— start of EXCERPTED TEXT —
With the above configuration (7), if an edge crack is detected, the tension at the end portion in the region between the upstream side stand and the downstream side stand is reduced to be smaller than the tension under the first rolling condition until the edge crack passes through the downstream side stand, and thus it is possible to suppress growth of an edge crack during rolling. Furthermore, once the edge crack passes through the downstream side stand, the tension at the end portion in the region between the upstream side stand and the downstream side stand is set back to the tension under the first rolling condition, and thus it is possible to suppress growth of an edge crack during rolling while suppressing deterioration of production efficiency.


(8) In some embodiments, in any one of the above configurations (1) to (7), the rolling mill apparatus is configured to roll the metal plate in a plurality of passes, and the rolling condition decision part is configured to decide the rolling condition for the next and subsequent passes of the metal plate by the rolling mill apparatus on the basis of the detection result received from the edge crack sensor during rolling by the rolling mill apparatus.


With the above configuration (8), a rolling mill apparatus configured to roll the metal plate for a plurality of passes is configured to decide the rolling condition for the next and subsequent passes on the basis of the detection results of the edge crack sensor during rolling, and thus it is possible to suppress growth of an edge crack and plate breakage during rolling of the next and subsequent passes.


(9) In some embodiments, in the above configuration (8), the rolling condition decision part is configured to decide whether to perform rolling of the next pass of the metal plate by the rolling mill apparatus on the basis of a size of the edge crack of the metal plate detected by the edge crack sensor.


With the above configuration (9), by deciding whether to perform rolling of the next pass on the basis of the size of the detected edge crack, it is possible to suppress growth of an edge crack and plate breakage during rolling of the next and subsequent passes effectively.


(10) In some embodiments, in the above configuration (8), the rolling condition decision part is configured to decide a timing to change the rolling condition during rolling of the next pass of the metal plate by the rolling mill apparatus on the basis of a position, in a longitudinal direction of the metal plate, of the edge crack of the metal plate detected by the edge crack sensor.


With the above configuration (10), by deciding the timing to change the rolling condition during rolling of the next pass on the basis of the position of the detected edge crack in the longitudinal direction of the metal plate, it is possible to suppress growth of an edge crack during rolling while suppressing deterioration of the production efficiency.


(11) According to at least one embodiment of the present invention, a rolling mill facility includes: a rolling mill apparatus including at least one rolling mill stand for rolling a metal plate; an edge crack sensor configured to detect an edge crack at an end portion of the metal plate in a plate width direction during rolling by the rolling mill apparatus; and the control device according to any one of the above (1) to (10) configured to control the rolling mill apparatus on the basis of a detection signal from the edge crack sensor.


With the above configuration (11), the rolling condition for the rolling mill apparatus is changed to a rolling condition that is capable of suppressing growth of an edge crack (second rolling condition) in response to detection of an edge crack at an end portion of the metal plate in the plate width direction, and thus it is possible to suppress growth of an edge crack during rolling or plate breakage due to growth of an edge crack.
— end of EXCERPTED TEXT —
— start of PROVIDED MATERIAL —
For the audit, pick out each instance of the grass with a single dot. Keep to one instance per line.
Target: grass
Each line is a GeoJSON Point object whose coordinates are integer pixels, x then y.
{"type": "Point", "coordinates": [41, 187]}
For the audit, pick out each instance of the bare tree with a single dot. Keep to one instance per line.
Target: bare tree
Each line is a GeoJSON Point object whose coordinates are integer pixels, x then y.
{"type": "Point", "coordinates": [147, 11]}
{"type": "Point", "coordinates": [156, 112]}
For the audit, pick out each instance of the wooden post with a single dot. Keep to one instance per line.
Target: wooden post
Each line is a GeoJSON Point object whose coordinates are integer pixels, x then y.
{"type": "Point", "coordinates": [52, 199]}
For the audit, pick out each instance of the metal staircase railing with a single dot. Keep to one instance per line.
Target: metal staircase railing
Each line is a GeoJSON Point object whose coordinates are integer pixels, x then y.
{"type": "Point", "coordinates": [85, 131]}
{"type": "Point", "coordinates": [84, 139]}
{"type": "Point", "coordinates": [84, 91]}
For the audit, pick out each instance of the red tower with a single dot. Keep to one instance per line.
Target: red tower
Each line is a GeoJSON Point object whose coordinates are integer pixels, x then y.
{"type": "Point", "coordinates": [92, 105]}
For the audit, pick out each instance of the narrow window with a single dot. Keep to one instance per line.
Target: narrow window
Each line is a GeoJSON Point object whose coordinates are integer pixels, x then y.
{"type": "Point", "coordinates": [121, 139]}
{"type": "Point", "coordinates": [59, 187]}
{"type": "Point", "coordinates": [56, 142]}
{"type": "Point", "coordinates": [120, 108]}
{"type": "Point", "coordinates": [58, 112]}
— end of PROVIDED MATERIAL —
PROBLEM REQUIREMENTS:
Can you continue the passage on edge crack control in rolling mills from after its last sentence?

ANSWER FOR THE TASK:
(12) In some embodiments, in the above configuration (11), the edge crack sensor includes: a radiation generation part configured to generate radiation toward the end portion of the metal plate; and a radiation detection part disposed at an opposite side to the radiation generation part across the metal plate and configured to receive the radiation from the radiation generation part.


The vicinity of work rolls of a rolling mill stand is often a harsh environment where rolling mill oil and fume scatter in large quantity, the work rolls vibrate, and the place is dark, for instance. In this regard, with the above configuration (12), a radiation generation part and a radiation detection part are included and an edge crack sensor which detects an edge crack by using radiation is used, and thus it is possible to detect an edge crack in the vicinity of work rolls under a harsh environment.


(13) According to at least one embodiment of the present invention, a method of operating a rolling mill apparatus including at least one rolling mill stand includes: a step of rolling a metal plate using the rolling mill apparatus; a step of detecting an edge crack at an end portion of the metal plate in a plate width direction during rolling by the rolling mill apparatus; and a step of changing, if the edge crack of the metal plate is detected, a rolling condition for the rolling mill apparatus from a first rolling condition immediately before detection of the edge crack to a second rolling condition which is more capable of suppressing growth of the edge crack than the first rolling condition.


According to the above method (13), the rolling condition for the rolling mill apparatus is changed to a rolling condition that is capable of suppressing growth of an edge crack (second rolling condition) in response to detection of an edge crack at an end portion of the metal plate in the plate width direction, and thus it is possible to suppress growth of an edge crack during rolling or plate breakage due to growth of an edge crack.


Embodiments of the present invention were described in detail above, but the present invention is not limited thereto, and various amendments and modifications may be implemented.


Further, in the present specification, an expression of relative or absolute arrangement such as “in a direction”, “along a direction”, “parallel”, “orthogonal”, “centered”, “concentric” and “coaxial” shall not be construed as indicating only the arrangement in a strict literal sense, but also includes a state where the arrangement is relatively displaced by a tolerance, or by an angle or a distance whereby it is possible to achieve the same function.


For instance, an expression of an equal state such as “same” “equal” and “uniform” shall not be construed as indicating only the state in which the feature is strictly equal, but also includes a state in which there is a tolerance or a difference that can still achieve the same function.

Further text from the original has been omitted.